→ **What this task involves**
Can the data below be set down again exactly, line for line?

→ **Data for this task**
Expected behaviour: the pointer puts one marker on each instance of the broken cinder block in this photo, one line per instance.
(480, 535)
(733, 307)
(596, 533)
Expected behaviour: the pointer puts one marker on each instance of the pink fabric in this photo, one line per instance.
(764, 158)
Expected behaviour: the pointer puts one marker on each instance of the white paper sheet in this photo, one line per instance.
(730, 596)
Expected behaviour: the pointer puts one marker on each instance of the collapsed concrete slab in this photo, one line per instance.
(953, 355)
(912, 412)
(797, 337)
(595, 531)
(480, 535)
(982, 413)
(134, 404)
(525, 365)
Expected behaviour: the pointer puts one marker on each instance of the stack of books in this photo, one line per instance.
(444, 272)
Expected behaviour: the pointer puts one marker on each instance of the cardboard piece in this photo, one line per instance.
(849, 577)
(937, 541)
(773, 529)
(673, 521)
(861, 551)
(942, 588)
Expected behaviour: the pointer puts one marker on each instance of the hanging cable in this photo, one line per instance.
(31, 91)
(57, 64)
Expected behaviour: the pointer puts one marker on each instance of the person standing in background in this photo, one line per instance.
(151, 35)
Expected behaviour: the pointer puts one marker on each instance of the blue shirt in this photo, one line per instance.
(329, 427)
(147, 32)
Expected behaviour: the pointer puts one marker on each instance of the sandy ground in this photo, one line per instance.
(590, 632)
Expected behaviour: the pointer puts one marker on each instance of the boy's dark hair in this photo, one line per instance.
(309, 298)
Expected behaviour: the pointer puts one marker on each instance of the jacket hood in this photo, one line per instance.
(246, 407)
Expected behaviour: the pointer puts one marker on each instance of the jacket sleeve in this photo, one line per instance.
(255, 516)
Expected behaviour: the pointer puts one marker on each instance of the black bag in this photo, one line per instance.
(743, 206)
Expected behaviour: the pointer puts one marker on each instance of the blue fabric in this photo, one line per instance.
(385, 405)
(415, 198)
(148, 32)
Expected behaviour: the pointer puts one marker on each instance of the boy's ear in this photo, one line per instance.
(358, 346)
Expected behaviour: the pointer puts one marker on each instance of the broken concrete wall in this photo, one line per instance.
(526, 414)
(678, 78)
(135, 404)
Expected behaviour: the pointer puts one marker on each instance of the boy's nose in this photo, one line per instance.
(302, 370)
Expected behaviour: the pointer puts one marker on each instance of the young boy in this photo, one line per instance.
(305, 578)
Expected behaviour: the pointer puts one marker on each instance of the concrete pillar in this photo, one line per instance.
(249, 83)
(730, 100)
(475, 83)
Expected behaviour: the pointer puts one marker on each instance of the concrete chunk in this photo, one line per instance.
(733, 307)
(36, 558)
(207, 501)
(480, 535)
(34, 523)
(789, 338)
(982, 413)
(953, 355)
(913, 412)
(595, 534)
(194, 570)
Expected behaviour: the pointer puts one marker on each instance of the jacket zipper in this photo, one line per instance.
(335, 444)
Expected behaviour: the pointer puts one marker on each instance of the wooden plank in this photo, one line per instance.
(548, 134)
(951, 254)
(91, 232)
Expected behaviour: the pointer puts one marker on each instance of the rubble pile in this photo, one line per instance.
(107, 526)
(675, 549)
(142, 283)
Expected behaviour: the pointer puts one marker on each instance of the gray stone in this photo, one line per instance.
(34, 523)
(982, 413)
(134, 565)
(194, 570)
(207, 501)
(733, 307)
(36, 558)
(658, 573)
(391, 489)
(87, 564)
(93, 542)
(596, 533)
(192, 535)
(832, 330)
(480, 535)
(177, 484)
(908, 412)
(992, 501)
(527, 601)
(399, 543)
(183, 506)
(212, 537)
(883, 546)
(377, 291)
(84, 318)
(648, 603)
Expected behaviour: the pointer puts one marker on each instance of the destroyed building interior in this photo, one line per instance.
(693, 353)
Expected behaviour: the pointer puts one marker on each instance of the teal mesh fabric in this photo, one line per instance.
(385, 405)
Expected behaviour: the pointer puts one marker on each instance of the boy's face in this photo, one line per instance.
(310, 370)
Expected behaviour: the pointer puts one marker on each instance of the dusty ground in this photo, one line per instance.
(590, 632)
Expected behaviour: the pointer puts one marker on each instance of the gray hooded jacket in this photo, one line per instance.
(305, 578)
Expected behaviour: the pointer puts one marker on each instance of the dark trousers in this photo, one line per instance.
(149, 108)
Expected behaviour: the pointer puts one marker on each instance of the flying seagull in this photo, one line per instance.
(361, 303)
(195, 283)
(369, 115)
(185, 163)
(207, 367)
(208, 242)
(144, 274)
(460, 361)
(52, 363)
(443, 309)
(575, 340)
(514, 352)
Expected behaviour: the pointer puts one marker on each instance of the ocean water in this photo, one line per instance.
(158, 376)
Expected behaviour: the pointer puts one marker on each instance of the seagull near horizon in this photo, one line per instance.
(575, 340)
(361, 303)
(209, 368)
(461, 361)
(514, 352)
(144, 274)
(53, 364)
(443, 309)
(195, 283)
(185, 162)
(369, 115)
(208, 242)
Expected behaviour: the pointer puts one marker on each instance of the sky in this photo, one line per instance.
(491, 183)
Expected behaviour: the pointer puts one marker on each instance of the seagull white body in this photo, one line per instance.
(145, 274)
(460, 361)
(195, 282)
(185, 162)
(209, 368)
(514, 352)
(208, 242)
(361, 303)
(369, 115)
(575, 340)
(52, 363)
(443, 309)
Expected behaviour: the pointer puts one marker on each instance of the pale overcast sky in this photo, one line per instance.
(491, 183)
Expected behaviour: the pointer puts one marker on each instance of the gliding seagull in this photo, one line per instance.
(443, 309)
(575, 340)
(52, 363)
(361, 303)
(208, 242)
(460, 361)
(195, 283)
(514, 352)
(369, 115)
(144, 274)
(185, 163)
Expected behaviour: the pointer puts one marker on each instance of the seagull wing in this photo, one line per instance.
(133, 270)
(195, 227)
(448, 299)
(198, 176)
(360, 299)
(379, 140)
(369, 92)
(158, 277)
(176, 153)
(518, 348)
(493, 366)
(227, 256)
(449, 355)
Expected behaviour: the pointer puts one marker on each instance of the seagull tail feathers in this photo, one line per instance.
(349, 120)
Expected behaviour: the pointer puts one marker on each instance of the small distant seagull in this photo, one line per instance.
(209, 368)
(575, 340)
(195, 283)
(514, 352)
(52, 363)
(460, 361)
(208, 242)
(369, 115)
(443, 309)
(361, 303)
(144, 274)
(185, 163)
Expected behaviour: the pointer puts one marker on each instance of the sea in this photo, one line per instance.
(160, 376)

→ **Reply**
Expected behaviour: the pointer puts one marker on each instance of the broken cinder block in this photo, one line per instance.
(480, 535)
(733, 307)
(596, 533)
Expected behaviour: the pointer puts one marker on each instance of the pink fabric in this photo, one line per instance.
(764, 158)
Expected behaviour: the pointer puts one marker on each instance of the white paper sheet in this photo, one line per instance.
(730, 596)
Expected behaviour: the pointer puts one marker on each instance of the collapsed concrete slab in this photo, one line per instance.
(953, 355)
(912, 412)
(797, 337)
(595, 531)
(480, 535)
(982, 413)
(134, 404)
(525, 365)
Expected behaviour: the pointer puts one marker on each instance of the stack of books in this photo, one line per instance.
(444, 272)
Expected behaviour: the pointer puts one marker on each instance of the cardboard piece in this photo, one line per instance.
(849, 577)
(937, 541)
(773, 529)
(673, 521)
(861, 551)
(942, 588)
Expected behaviour: the pointer puts one marker on each instance of the hanging cable in this photo, one line per instance.
(31, 91)
(57, 64)
Expected behaviour: the pointer puts one marker on each instance of the person standing in background in this photo, one line per instance.
(151, 35)
Expected behaviour: the pointer puts one marker on each instance of the blue shirt in this photo, one line per instance.
(329, 427)
(147, 32)
Expected behaviour: the pointer puts one marker on each instance of the sandy ground in this photo, one line per instance.
(590, 632)
Expected behaviour: the pointer puts one marker on each instance of the boy's dark hair in this photo, one line per instance.
(309, 298)
Expected behaviour: the pointer puts one marker on each instance of the jacket hood in this photo, one line per instance.
(246, 407)
Expected behaviour: the pointer puts one marker on each instance of the jacket sleeve in this photo, one line per instance.
(255, 516)
Expected behaviour: the pointer puts one marker on each instance of the black bag in this photo, one line per instance.
(743, 206)
Expected behaviour: the pointer puts one marker on each instance of the blue fabric in this photo, one line per instance.
(385, 405)
(415, 198)
(148, 32)
Expected behaviour: the pointer puts one marker on each instance of the boy's ear in this photo, one line per instance.
(358, 346)
Expected behaviour: the pointer puts one marker on each instance of the broken concrete wall in this photo, one line per instance.
(526, 414)
(678, 78)
(135, 404)
Expected behaviour: the pointer puts one marker on each instance of the boy's nose in this photo, one line per instance.
(302, 370)
Expected behaviour: the pointer puts one marker on each instance of the young boy in this photo, one line per instance.
(305, 578)
Expected behaviour: the pointer puts one marker on each instance of the concrete pillar in this photo, one line per instance.
(249, 83)
(730, 100)
(475, 83)
Expected behaviour: the pointer puts one marker on each instance of the concrete chunk in this photo, one line per instance.
(733, 307)
(36, 558)
(207, 501)
(480, 535)
(34, 523)
(789, 338)
(982, 413)
(953, 355)
(913, 412)
(595, 534)
(194, 570)
Expected behaviour: the pointer puts one marker on each instance of the jacket zipper in this photo, one line per instance.
(335, 444)
Expected behaviour: the pointer puts one marker on each instance of the wooden plank in this photo, one line per instance.
(548, 134)
(951, 254)
(91, 232)
Expected behaviour: the pointer puts one marker on each instance of the rubble pile in this photo, one line per instance.
(107, 526)
(675, 549)
(142, 283)
Expected behaviour: the pointer puts one marker on each instance of the gray stone in this photo, one line per instance.
(34, 523)
(982, 413)
(134, 565)
(194, 570)
(207, 501)
(733, 307)
(36, 558)
(658, 573)
(391, 489)
(87, 564)
(93, 542)
(596, 533)
(192, 535)
(832, 330)
(480, 535)
(177, 484)
(908, 412)
(992, 501)
(527, 601)
(399, 543)
(183, 506)
(212, 537)
(883, 546)
(377, 291)
(84, 318)
(648, 603)
Expected behaviour: the pointer puts one marker on each instance of the destroyed building interior in this photo, one line per instance.
(693, 353)
Expected behaviour: the pointer puts one marker on each instance of the teal mesh fabric in this photo, one line per instance.
(385, 405)
Expected behaviour: the pointer puts one marker on each instance of the boy's face in this photo, one line per instance.
(310, 370)
Expected behaviour: the pointer puts one marker on each instance of the dusty ground in this photo, one line per instance.
(590, 632)
Expected behaviour: the pointer puts one marker on each instance of the gray hooded jacket in this photo, one line per instance.
(305, 578)
Expected behaviour: the pointer puts one marker on each instance of the dark trousers in this photo, one line per instance.
(149, 108)
Expected behaviour: the pointer puts one marker on each instance of the flying seagull in this photo, one line per instance.
(361, 303)
(195, 283)
(369, 115)
(185, 163)
(207, 367)
(208, 242)
(144, 274)
(460, 361)
(52, 363)
(443, 309)
(575, 340)
(514, 352)
Expected behaviour: the pointer puts one marker on each instance of the ocean water in this photo, one line per instance.
(158, 376)
Expected behaviour: the pointer puts one marker on each instance of the seagull near horizon in this photo, one line per instance.
(575, 340)
(361, 303)
(209, 368)
(461, 361)
(514, 352)
(144, 274)
(53, 364)
(443, 309)
(195, 283)
(185, 162)
(369, 115)
(208, 242)
Expected behaviour: the pointer puts one marker on each instance of the sky in this photo, one line per instance.
(491, 183)
Expected behaviour: the pointer puts one marker on each instance of the seagull white body in this photo, one line per instance.
(145, 274)
(460, 361)
(195, 282)
(185, 162)
(209, 368)
(514, 352)
(208, 242)
(361, 303)
(369, 115)
(575, 340)
(52, 363)
(443, 309)
Expected behaviour: the pointer puts one marker on each instance of the pale overcast sky in this photo, one line per instance.
(491, 183)
Expected behaviour: the pointer puts one marker on each instance of the gliding seagull in this photo, one line per instance.
(443, 309)
(575, 340)
(52, 363)
(361, 303)
(208, 242)
(460, 361)
(195, 283)
(514, 352)
(369, 115)
(144, 274)
(185, 163)
Expected behaviour: the pointer puts one marker on each instance of the seagull wing in this photo, one line per instance.
(133, 270)
(195, 227)
(448, 299)
(198, 176)
(360, 299)
(379, 140)
(369, 92)
(158, 277)
(176, 153)
(518, 348)
(493, 366)
(227, 256)
(449, 355)
Expected behaviour: the pointer puts one marker on each instance of the seagull tail feathers in this photo, one line per instance.
(349, 120)
Expected behaviour: the pointer puts one marker on each instance of the small distant seagull in this photo, one line per instance.
(209, 368)
(575, 340)
(195, 283)
(514, 352)
(52, 363)
(460, 361)
(208, 242)
(369, 115)
(443, 309)
(361, 303)
(144, 274)
(185, 163)
Expected behaviour: the pointer puts one marker on each instance of the sea in this photo, one line per instance.
(160, 376)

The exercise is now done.